▶ **Excerpted text**
········

In 2009 you heard an appeal of a case brought by LULAC of Texas and the Mexican-American Bar Association of Houston, et. al. against the Texas Democratic Party (TDP). The plaintiffs had sued the TDP under the Voting Rights Act over concerns with how the TDP selected delegates for participation in the party’s nominating conventions. You began your opinion with some strong language about the significance of the Voting Rights Act (VRA). What does the VRA mean to you?

Parts of the VRA do not apply to the whole country, just certain states. There has been recent criticism of the VRA that it is either illegal or should be done away with because times have changed. Some groups argue that certain parts of the VRA have served their purpose and are no longer needed. When the Supreme Court ruled on Brown v. the Board of Education, it fell on the courts of the South to take care of lots of civil rights issues. The Fifth Circuit played a major role on lots of civil rights issues, including the VRA. I am very proud to be part of a court that played such a major role in deciding civil rights law for the country. Whether it was a poll tax, voting rights, schools, transportation — these things came out of the Fifth Circuit and mostly white conservatives courageous enough to make rulings that needed to be made. There is such a great, rich history about the role of the Fifth Circuit in the civil rights era, I am sometimes in awe of sitting there.

What is the most challenging issue facing the federal courts today?

The financial crunch. The judicial branch makes up less than two-tenths of 1% of the federal budget, yet so much important work gets done by courts with such few resources, and government is in such critical economic straits that we’ve been asked to cut back. How do we continue doing the work we are doing with less resources? We don’t dictate how many cases we get. Cases keep coming. People keep filing lawsuits. We can’t control the work that falls on us. People on probation with drug problems, or people in trouble for child pornography — these people need to be supervised. Without probation officers to go visit them at work or at home, you can’t keep up with these people, and some people will regress into crime because we don’t have the resources to supervise. Or if someone files a lawsuit and the judge tells them the case cannot be heard for one-and-a-half years — some people can’t wait that long for their day in court.

What is the most challenging issue you person- ally have faced as a federal judge?

A lawsuit was brought by minorities claiming that the standardized test required to get a high school diploma in Texas is discriminatory and therefore unconstitutional. It was a personal struggle for me. I came from a barrio school, and initially college was challenging for me because I don’t think I had an equal high school education. Personally I felt it not fair to require a person who had gone to a poorer school to have to take the same test, and I thought the answer was that you need to give those kids a better education. But I had

to set that aside and look at it from a legal perspective and see if it was in fact unconstitutional, and I found that there were problems beyond that. Often parents were not around and there was nobody at home to help. There were social-economic problems beyond school that the school could not control. I determined that there were adequate opportunities given to students to pass the test, and the test was therefore constitutional, despite my personal qualms about requiring the test — I had a personal disagreement with my legal conclusion.

What is the most rewarding thing about being a federal judge?

········

(Coordinate labeling data)
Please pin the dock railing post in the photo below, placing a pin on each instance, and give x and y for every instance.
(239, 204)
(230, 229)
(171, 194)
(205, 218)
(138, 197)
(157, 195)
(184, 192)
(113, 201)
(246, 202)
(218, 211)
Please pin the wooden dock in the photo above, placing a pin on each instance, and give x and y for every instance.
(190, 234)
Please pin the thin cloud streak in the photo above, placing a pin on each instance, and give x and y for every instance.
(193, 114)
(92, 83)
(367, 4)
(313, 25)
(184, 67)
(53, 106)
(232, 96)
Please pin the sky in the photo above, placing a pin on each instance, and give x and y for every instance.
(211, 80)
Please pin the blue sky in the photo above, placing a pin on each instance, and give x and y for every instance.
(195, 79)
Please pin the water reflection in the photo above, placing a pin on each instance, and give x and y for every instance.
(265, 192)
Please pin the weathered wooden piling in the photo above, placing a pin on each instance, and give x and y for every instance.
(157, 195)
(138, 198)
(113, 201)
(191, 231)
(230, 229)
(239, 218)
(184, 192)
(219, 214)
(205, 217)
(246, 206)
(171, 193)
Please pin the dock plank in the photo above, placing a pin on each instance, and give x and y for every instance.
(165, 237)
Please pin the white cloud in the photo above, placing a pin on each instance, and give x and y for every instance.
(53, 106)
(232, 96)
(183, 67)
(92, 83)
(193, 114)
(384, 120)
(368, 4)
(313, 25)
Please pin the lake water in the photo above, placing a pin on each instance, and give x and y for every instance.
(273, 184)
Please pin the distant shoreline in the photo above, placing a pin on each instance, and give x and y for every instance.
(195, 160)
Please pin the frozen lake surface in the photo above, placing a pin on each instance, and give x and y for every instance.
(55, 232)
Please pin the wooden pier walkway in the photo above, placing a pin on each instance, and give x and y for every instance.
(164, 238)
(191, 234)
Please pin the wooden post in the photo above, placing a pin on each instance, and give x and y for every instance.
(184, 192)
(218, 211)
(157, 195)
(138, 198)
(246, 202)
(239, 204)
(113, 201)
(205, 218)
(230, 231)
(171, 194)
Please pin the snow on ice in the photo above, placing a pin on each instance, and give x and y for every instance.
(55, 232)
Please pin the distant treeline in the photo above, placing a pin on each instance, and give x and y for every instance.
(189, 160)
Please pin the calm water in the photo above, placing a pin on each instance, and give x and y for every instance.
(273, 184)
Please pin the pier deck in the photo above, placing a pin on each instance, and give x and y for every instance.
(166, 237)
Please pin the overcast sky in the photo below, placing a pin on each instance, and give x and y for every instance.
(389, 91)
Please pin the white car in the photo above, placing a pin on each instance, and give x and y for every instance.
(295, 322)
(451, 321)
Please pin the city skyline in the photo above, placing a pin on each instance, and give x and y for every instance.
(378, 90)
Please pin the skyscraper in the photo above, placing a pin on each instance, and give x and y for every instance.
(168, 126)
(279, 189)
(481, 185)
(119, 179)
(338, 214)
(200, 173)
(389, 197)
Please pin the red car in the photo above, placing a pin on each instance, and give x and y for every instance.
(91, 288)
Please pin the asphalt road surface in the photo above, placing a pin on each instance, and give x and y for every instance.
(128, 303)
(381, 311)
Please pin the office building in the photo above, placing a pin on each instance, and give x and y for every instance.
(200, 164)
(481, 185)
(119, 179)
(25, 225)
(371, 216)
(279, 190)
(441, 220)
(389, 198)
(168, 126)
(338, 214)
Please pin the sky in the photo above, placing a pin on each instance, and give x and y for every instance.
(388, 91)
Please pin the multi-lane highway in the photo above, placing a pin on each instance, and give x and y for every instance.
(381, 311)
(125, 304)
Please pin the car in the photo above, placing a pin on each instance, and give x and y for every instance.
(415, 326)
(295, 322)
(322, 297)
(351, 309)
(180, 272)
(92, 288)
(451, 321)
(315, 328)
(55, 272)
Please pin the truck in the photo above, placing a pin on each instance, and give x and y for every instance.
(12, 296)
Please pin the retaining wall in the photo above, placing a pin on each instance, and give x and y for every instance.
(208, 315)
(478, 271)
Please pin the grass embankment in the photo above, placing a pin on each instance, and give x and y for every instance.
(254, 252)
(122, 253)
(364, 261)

········

▶ **Objective A**
Answer these from the interview:
(i) Which two organizations are named as bringing the case heard on appeal in 2009?
(ii) What share of the federal budget does the judicial branch make up?
(iii) What did the judge conclude about the constitutionality of the Texas standardized test?
▶ **Objective B**
Edit the stretch of the interview that opens with the words containing "to set that" and closes with "being a federal judge?", putting "guardians" in place of "parents".
Answer from the interview only.

▶ **Task answer A**
(i) LULAC of Texas and the Mexican-American Bar Association of Houston
(ii) Less than two-tenths of 1%
(iii) The test was constitutional.

▶ **Task answer B**
to set that aside and look at it from a legal perspective and see if it was in fact unconstitutional, and I found that there were problems beyond that. Often guardians were not around and there was nobody at home to help. There were social-economic problems beyond school that the school could not control. I determined that there were adequate opportunities given to students to pass the test, and the test was therefore constitutional, despite my personal qualms about requiring the test — I had a personal disagreement with my legal conclusion.

What is the most rewarding thing about being a federal judge?